▶ [What this task involves]: Find each line below that includes "tree", then copy it.

[Excerpts from a dataset]
-*-*-

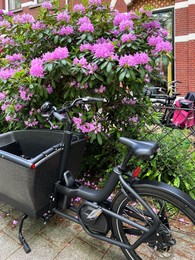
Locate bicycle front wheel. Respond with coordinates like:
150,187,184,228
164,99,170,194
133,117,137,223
111,181,195,260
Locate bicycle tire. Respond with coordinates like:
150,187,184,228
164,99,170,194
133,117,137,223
111,180,195,260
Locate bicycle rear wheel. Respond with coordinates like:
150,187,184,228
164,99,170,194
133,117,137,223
111,181,195,260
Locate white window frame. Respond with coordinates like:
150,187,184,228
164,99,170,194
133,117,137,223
6,0,21,11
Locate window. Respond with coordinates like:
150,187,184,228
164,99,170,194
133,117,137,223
8,0,21,10
153,8,174,90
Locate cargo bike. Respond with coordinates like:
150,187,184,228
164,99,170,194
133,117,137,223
0,97,195,259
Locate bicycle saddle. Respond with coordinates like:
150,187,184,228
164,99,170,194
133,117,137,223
119,137,158,157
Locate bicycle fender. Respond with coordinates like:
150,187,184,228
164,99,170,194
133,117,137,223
132,180,195,212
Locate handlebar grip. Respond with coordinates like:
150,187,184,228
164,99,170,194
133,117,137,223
53,112,66,123
83,97,107,102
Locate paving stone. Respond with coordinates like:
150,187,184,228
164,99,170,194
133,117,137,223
102,245,126,260
0,231,21,259
3,217,45,243
0,213,13,231
39,216,82,249
7,234,60,260
76,230,111,253
55,237,104,260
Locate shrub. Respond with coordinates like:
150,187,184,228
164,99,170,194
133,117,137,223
0,0,173,177
0,0,171,140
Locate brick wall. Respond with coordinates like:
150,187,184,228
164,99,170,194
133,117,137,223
130,0,174,10
175,1,195,94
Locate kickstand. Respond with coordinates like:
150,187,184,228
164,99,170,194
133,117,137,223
18,214,31,254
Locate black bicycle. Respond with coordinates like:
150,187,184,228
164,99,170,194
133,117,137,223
145,81,195,133
0,97,194,259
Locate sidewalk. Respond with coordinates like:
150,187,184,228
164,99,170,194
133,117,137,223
0,201,126,260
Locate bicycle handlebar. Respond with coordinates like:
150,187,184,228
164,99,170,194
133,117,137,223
53,111,66,123
41,97,107,123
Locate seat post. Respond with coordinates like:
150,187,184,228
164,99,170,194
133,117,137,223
119,150,133,171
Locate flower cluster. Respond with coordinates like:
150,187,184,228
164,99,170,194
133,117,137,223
148,35,172,53
0,68,21,80
73,116,102,134
31,21,46,30
78,16,94,33
119,52,149,67
59,26,74,36
73,57,98,74
42,1,53,10
57,11,70,22
73,4,85,13
13,14,35,24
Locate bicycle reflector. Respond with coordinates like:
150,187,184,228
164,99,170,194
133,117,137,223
132,166,141,178
31,164,36,169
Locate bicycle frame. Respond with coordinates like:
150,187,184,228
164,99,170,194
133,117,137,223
51,128,160,251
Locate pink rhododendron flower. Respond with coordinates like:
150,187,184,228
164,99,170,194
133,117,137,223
119,19,134,32
46,85,53,94
113,12,132,26
32,21,46,30
122,97,136,105
80,43,92,52
15,103,23,111
0,36,14,46
19,86,33,101
73,57,88,67
1,103,8,111
92,42,114,58
59,26,74,35
43,47,69,61
119,52,149,67
89,0,102,5
148,36,172,53
0,92,6,100
24,119,39,127
143,20,160,29
30,58,44,78
0,20,11,28
121,33,136,43
5,115,12,122
77,16,91,25
13,14,35,24
57,11,70,22
73,4,85,13
95,85,106,94
0,68,20,80
6,53,23,62
78,22,94,33
42,1,52,9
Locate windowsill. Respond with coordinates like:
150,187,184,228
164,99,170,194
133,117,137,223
10,8,23,13
29,4,42,9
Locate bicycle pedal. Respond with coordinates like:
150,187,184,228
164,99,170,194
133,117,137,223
86,208,103,220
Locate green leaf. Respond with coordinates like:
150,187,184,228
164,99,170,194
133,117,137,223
106,62,112,73
97,134,103,145
76,73,83,82
100,61,109,70
45,63,53,72
54,35,59,44
87,34,93,42
119,71,126,81
94,73,104,81
174,177,180,187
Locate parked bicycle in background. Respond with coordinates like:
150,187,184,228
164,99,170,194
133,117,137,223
145,81,195,133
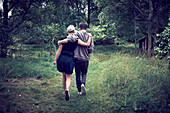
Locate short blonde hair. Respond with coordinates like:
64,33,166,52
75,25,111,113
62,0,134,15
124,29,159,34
67,25,75,33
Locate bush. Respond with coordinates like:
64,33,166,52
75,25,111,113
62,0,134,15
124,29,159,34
154,27,170,59
88,25,120,45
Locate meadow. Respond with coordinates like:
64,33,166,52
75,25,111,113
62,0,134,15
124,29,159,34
0,44,169,113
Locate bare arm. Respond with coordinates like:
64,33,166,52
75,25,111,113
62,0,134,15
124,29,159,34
58,33,79,45
58,39,68,45
89,53,91,60
78,35,92,46
53,45,63,65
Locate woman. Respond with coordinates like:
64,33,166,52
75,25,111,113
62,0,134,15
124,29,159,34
53,25,91,101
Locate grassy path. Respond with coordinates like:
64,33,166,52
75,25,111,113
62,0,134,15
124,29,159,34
0,52,108,113
0,73,105,113
0,44,169,113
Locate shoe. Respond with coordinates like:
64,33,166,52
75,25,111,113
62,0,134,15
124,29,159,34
65,90,70,101
81,84,86,96
78,92,82,96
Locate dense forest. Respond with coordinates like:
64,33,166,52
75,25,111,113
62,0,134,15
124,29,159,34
0,0,169,58
0,0,169,113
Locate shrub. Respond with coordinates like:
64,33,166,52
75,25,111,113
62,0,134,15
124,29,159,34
88,25,119,45
154,27,170,59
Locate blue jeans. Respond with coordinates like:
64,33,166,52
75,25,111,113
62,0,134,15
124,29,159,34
75,59,89,92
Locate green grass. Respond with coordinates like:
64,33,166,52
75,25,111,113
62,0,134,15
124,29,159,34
0,44,169,113
88,54,169,112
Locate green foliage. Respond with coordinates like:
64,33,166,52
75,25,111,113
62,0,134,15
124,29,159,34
95,0,169,43
96,0,136,41
88,25,106,40
154,27,170,59
19,23,61,44
88,25,119,45
8,0,96,47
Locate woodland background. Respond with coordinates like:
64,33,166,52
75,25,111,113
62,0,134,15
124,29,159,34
0,0,169,113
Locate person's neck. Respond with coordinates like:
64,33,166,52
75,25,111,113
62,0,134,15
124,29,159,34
68,33,73,37
80,29,86,32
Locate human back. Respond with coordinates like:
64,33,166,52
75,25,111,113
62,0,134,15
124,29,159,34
74,22,94,61
74,30,91,61
59,37,77,54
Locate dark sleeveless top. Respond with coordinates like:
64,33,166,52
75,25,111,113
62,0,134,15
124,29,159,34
57,37,78,74
60,37,78,53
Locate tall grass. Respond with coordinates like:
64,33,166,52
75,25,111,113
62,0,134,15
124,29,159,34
87,45,169,113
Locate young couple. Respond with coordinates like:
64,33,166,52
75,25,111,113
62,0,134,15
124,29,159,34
53,22,94,101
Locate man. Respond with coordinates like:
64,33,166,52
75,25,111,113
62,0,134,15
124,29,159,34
58,22,94,96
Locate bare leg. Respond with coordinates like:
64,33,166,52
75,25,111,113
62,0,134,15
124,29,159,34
65,74,72,101
66,74,72,91
62,73,66,92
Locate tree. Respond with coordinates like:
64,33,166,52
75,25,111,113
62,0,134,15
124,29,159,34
0,0,46,58
0,0,63,57
62,0,98,27
97,0,137,41
96,0,169,58
129,0,169,58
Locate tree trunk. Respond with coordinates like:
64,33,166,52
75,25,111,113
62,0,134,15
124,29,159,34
134,10,137,57
87,0,90,27
145,37,147,50
76,0,79,12
147,22,152,58
147,0,153,58
0,0,9,58
0,32,9,58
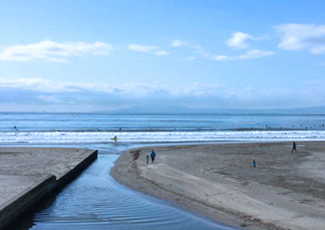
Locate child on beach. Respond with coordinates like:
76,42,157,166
146,155,149,164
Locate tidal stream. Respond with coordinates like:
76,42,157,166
9,143,238,230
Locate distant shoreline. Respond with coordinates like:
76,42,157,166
111,142,325,230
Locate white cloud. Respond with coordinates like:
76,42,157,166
171,39,188,47
212,55,228,61
0,40,112,62
227,32,256,49
275,23,325,54
129,44,170,56
155,51,170,56
128,44,158,52
212,49,275,61
238,49,275,59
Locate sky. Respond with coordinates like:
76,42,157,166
0,0,325,112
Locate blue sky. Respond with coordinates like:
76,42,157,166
0,0,325,112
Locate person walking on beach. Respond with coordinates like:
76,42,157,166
291,141,297,153
252,160,257,168
150,150,156,163
146,155,149,164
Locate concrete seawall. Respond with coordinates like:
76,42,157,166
0,148,98,230
55,149,98,189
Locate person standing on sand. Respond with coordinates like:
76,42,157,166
150,150,156,163
146,155,149,164
291,141,297,153
252,160,257,168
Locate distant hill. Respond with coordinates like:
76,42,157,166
266,106,325,115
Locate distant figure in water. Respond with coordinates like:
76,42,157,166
14,126,17,129
291,141,297,153
113,136,117,142
150,150,156,163
252,160,257,168
146,155,149,164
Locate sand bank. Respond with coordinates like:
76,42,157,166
0,147,97,230
111,142,325,230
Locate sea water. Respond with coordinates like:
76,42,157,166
1,113,325,144
3,113,325,230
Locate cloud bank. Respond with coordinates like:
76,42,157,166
0,78,324,112
0,40,112,62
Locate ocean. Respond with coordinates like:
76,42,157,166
4,112,325,230
1,112,325,144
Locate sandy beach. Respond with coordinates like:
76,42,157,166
111,142,325,230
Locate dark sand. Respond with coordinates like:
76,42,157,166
111,142,325,230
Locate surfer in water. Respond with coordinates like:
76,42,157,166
113,136,118,142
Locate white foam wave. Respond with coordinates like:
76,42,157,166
0,130,324,144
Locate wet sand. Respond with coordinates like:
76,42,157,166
111,142,325,230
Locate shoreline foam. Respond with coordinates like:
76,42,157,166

-*-*-

▶ [Result of the exercise]:
Locate tree. Respond with coordinates like:
Locate tree trunk. Respond with coordinates like:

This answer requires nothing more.